Quote, without any change, the line that contains "The component shall return one point per instance of the blue" and all lines that follow it to the end of the data below.

== INFORMATION SHOWN

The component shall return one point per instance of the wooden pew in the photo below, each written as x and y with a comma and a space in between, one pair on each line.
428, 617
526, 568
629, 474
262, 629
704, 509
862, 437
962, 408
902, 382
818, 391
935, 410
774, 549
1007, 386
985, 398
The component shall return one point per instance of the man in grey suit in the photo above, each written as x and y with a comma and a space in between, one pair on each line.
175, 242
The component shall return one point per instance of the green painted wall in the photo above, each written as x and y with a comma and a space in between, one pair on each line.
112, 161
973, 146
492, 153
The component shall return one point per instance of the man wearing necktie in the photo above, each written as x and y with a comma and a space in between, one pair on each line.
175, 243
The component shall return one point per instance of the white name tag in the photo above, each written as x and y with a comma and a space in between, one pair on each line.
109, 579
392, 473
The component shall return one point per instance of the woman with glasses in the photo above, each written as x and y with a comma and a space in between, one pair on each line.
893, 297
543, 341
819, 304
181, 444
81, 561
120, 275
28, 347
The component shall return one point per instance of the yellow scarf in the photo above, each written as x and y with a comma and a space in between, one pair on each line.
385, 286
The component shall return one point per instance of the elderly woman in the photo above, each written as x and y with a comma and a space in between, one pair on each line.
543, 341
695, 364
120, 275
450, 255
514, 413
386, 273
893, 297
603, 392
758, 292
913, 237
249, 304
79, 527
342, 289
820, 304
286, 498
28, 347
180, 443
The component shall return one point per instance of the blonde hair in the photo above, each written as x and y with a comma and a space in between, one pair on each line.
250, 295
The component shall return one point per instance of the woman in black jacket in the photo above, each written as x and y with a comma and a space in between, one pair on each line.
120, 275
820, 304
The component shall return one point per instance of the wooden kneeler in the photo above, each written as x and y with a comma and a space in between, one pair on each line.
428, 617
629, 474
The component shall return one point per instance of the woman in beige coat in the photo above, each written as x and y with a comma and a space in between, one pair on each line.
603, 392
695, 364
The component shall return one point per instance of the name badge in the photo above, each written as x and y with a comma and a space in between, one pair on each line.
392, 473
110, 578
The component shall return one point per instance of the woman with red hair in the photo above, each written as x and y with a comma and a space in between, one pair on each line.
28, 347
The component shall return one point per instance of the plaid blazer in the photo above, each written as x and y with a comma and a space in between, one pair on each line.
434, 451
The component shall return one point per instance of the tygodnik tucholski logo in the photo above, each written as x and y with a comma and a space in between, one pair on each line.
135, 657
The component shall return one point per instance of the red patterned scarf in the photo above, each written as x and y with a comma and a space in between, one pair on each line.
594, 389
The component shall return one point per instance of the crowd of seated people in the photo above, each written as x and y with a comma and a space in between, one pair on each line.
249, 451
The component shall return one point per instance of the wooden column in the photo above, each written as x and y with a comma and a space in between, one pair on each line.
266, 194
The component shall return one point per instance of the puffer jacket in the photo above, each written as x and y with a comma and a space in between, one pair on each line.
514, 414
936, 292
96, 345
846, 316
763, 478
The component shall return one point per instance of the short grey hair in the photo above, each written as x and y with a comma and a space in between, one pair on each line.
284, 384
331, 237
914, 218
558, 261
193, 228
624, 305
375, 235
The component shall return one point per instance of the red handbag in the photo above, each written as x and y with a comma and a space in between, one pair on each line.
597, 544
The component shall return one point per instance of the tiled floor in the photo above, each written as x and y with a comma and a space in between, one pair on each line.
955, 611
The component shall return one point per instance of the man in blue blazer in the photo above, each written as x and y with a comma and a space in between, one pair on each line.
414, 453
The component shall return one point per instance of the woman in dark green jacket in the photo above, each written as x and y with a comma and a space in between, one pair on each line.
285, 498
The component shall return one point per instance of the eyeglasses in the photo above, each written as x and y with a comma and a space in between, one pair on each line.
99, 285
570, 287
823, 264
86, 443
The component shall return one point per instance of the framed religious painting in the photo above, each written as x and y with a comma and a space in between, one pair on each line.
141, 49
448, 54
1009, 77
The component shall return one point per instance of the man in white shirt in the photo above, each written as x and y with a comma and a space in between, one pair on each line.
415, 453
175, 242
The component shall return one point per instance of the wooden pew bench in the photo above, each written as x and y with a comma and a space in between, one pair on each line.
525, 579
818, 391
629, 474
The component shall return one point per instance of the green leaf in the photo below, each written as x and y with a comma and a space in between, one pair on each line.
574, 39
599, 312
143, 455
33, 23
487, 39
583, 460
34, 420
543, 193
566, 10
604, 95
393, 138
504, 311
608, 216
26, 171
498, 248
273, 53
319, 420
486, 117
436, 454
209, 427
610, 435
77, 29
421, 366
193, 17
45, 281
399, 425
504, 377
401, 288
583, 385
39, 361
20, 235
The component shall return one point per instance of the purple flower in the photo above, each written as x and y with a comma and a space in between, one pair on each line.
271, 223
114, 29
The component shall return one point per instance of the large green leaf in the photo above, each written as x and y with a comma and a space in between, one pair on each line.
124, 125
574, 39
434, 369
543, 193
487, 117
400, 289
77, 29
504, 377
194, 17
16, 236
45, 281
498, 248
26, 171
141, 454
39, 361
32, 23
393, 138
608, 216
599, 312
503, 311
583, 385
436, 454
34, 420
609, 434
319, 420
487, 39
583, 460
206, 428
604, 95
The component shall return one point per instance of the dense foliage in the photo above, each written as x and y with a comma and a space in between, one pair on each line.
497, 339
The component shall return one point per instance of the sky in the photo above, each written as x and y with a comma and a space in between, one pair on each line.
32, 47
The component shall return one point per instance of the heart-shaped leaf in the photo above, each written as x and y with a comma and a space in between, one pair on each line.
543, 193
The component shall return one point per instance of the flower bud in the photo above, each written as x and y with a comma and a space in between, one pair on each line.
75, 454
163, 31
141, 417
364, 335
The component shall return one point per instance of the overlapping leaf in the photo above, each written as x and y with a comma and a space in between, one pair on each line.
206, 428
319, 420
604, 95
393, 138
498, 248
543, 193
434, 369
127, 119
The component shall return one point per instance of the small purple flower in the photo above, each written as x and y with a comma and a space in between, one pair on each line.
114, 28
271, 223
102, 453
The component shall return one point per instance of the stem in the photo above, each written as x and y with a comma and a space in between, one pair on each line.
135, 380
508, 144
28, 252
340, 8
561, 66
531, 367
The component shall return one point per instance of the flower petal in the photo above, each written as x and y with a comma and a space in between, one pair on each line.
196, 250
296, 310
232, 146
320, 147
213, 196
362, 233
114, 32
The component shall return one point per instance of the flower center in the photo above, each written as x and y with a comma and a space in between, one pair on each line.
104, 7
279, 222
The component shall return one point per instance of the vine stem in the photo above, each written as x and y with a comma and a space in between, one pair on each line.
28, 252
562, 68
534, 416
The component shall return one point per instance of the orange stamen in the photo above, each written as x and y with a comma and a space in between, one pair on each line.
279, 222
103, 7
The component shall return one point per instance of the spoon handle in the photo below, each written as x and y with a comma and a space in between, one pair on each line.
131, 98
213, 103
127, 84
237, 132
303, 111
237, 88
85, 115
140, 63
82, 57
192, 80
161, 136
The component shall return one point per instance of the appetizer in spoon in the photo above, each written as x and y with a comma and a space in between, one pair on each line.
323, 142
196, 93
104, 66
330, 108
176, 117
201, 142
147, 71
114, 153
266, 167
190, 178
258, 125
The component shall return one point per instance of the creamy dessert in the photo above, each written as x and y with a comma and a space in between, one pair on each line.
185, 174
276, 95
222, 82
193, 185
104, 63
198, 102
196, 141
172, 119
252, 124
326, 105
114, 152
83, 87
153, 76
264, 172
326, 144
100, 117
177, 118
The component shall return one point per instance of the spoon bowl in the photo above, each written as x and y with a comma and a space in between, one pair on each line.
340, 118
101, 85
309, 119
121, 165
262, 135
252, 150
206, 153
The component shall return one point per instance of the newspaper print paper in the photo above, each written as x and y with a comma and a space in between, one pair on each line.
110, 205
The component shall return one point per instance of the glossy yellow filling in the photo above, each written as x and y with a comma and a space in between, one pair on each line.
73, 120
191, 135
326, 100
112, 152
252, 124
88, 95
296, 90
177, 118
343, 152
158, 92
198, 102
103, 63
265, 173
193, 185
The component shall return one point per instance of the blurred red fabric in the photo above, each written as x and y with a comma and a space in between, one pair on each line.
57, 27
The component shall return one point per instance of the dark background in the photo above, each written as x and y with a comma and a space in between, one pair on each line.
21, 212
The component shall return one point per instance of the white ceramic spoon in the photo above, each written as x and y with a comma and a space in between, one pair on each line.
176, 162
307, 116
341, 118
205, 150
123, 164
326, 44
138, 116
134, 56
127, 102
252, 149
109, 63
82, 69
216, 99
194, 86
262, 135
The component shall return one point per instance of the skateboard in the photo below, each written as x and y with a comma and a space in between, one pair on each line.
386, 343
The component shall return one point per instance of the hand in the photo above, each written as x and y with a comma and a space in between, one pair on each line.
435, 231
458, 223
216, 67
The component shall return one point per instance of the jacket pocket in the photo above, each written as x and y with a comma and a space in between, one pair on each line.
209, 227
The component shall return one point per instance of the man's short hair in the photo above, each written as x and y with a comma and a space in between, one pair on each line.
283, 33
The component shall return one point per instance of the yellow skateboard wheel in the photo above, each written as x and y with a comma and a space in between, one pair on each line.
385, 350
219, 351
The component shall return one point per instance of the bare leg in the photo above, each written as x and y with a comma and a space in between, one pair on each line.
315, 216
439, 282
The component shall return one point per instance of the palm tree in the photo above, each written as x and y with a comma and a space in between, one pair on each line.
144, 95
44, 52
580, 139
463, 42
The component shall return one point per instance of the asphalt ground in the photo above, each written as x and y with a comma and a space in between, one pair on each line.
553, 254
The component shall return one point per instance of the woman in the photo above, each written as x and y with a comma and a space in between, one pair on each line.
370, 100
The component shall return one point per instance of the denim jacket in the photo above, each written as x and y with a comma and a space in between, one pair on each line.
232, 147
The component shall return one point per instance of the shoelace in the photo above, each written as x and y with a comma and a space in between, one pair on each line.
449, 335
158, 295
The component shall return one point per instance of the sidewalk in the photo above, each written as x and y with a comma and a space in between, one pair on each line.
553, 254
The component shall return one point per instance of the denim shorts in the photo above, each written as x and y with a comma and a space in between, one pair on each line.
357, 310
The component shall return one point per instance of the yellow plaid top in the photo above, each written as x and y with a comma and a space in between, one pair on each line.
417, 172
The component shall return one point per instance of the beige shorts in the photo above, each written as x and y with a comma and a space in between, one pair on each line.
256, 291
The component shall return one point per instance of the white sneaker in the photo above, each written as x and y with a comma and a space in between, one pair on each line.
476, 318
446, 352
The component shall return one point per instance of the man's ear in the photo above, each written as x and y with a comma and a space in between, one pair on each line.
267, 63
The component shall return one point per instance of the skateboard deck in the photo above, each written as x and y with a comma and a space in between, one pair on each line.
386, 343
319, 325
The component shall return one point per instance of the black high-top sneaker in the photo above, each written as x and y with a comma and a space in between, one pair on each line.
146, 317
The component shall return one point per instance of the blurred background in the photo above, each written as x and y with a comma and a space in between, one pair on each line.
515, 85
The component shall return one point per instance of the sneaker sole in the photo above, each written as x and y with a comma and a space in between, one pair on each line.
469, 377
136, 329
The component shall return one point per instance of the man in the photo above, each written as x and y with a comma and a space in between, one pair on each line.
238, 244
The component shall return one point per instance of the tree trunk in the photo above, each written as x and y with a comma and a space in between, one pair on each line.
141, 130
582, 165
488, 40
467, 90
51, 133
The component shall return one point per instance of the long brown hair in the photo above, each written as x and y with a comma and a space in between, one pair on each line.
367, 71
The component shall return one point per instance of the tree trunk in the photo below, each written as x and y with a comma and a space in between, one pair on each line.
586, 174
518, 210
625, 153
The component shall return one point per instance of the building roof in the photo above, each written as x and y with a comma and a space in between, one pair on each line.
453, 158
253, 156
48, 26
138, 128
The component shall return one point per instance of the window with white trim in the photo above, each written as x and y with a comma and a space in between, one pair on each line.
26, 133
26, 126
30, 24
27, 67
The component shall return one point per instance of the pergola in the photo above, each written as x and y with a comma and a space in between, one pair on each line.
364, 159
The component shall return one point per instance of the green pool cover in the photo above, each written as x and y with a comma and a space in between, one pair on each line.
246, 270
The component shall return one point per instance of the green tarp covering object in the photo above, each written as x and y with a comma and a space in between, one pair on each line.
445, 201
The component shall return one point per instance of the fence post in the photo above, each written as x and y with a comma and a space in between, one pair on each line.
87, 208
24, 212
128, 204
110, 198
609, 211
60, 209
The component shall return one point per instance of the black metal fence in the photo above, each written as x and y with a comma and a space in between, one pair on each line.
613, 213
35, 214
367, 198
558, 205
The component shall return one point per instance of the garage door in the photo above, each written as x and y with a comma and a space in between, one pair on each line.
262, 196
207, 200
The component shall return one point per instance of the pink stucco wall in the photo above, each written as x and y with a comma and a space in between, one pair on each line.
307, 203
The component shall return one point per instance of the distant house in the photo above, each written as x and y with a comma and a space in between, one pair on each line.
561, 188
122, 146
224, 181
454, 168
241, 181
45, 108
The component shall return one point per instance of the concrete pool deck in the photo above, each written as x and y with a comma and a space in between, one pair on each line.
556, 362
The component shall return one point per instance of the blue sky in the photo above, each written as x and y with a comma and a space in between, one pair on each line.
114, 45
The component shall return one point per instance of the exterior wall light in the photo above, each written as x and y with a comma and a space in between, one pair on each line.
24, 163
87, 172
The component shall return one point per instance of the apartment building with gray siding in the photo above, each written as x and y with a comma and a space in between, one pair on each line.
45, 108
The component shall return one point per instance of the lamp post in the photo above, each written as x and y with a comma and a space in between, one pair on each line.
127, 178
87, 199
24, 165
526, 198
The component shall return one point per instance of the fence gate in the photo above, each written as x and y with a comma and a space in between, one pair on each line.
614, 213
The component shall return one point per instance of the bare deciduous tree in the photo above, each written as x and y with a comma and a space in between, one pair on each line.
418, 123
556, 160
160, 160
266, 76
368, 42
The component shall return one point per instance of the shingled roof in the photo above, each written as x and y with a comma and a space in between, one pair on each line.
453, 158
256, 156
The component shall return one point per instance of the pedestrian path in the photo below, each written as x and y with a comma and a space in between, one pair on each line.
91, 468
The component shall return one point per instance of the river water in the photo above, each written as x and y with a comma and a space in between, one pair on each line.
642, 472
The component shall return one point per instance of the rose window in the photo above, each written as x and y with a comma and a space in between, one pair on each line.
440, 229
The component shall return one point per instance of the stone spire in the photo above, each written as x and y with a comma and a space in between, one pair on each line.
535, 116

====

● RESPONSE TO THE TASK
The component shall return one point per instance of the blue sky in the photo above, each written as x and y with a comma and a space in between, one pair on each line.
114, 45
The component shall return one point per instance of the exterior wall light in the photo above, each written as x and y with a comma and a space in between, one pair on each line.
24, 163
87, 172
The component shall return one point per instance of the apartment building with gray siding in the photo above, each written as x and y with a comma and a space in between, one pair on each line.
45, 108
The component shall return one point per instance of the lamp post in the photo above, each written as x and y with a comma and a space in between, one pair on each line.
127, 178
87, 199
24, 165
526, 198
The component shall return one point per instance of the fence gate in the photo above, each written as x and y with a comma and a space in between, one pair on each line.
614, 213
The component shall return one point per instance of the bare deciduous tree in the photo above, each written as x and y with a comma and a space in between, one pair on each line.
418, 123
556, 160
160, 160
266, 76
368, 42
The component shall return one point per instance of the shingled roof in the photo above, each written as x and y with a comma and a space in between, one pair on each line.
453, 158
256, 156
The component shall return one point per instance of the pedestrian path in the photo below, each written as x and y with a comma and a space in between, one pair on each line.
91, 468
The component shall return one point per instance of the river water in the photo above, each written as x and y with a comma and a space in between, one pair on each line.
642, 472
The component shall return one point per instance of the rose window in the photo above, each written as x and y with a comma and a space in between, one pair on each line.
440, 229
The component shall return one point per instance of the stone spire in the photo above, each written as x and y with a comma and a space in between, one pair on each line.
535, 116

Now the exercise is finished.